| WHAT YOU NEED TO DO |
Lines with "shirt": how many are there in the listing below? Reply with the number only.

| INFORMATION SUPPLIED |
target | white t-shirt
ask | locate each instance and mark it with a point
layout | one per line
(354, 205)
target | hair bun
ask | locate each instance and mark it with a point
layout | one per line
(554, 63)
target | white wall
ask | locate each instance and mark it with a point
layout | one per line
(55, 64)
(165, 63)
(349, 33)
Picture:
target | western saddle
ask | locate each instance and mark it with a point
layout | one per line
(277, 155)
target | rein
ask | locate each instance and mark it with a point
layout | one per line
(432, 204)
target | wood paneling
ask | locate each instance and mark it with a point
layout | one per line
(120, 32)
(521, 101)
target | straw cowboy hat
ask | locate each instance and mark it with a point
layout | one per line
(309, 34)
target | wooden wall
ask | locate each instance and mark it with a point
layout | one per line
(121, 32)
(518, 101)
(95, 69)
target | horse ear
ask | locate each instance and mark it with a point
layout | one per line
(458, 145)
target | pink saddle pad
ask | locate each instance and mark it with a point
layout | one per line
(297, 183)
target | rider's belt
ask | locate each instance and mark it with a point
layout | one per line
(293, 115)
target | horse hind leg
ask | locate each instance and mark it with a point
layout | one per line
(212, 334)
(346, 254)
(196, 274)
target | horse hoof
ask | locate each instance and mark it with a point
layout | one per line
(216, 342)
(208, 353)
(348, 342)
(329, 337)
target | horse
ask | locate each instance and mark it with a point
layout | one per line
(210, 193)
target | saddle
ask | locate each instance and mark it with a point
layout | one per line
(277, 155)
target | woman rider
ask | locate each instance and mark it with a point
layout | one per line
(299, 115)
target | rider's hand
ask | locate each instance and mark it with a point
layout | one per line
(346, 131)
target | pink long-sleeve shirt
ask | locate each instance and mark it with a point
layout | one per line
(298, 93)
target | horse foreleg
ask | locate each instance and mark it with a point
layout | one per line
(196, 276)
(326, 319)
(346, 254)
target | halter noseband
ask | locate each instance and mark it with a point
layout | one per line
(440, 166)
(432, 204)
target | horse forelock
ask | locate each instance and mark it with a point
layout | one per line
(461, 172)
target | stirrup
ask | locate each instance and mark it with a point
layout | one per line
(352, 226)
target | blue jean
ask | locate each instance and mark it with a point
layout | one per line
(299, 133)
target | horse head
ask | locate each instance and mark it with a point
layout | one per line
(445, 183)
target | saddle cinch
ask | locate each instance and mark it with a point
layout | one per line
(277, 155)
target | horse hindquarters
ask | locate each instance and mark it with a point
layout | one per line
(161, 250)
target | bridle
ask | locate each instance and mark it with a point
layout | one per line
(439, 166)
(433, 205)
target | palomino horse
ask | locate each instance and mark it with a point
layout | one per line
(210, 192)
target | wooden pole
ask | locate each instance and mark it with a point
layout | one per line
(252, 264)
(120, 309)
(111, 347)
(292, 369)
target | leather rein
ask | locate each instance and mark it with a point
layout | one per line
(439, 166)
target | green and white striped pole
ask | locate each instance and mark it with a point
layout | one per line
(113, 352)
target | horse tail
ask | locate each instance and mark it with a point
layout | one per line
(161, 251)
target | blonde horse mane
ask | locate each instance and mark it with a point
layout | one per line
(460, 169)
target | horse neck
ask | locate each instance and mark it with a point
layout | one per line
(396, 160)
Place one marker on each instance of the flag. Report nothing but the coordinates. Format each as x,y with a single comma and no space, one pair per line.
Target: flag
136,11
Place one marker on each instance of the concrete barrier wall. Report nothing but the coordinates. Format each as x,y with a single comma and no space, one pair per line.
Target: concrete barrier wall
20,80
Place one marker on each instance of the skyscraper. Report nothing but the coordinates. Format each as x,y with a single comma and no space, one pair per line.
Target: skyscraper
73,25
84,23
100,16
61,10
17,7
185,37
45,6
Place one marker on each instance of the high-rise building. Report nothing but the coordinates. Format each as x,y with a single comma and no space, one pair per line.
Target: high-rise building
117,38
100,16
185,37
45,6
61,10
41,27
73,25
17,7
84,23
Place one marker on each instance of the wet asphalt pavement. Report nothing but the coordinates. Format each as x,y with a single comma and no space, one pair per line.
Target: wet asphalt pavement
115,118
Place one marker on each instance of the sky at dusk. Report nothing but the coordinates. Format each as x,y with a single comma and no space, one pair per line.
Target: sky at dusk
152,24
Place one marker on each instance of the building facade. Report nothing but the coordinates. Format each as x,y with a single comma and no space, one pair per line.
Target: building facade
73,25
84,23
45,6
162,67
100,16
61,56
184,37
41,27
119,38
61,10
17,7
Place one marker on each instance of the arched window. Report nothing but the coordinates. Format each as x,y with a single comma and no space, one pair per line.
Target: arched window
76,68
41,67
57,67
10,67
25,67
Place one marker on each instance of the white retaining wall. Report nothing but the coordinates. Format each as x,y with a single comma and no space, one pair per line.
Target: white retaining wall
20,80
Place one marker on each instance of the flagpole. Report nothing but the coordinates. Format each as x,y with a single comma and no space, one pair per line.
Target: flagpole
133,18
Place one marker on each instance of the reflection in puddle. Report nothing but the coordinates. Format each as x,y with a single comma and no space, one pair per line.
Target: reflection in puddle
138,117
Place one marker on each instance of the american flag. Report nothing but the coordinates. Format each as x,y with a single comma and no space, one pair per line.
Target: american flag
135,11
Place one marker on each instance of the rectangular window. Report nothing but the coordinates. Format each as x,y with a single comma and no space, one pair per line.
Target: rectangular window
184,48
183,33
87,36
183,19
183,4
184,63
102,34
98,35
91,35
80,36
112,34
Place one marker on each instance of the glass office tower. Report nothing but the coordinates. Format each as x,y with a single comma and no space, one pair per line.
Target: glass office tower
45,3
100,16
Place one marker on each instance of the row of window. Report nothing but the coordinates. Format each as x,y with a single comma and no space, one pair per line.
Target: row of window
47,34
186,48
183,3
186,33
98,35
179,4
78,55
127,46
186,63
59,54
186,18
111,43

| FINISHED EXERCISE |
2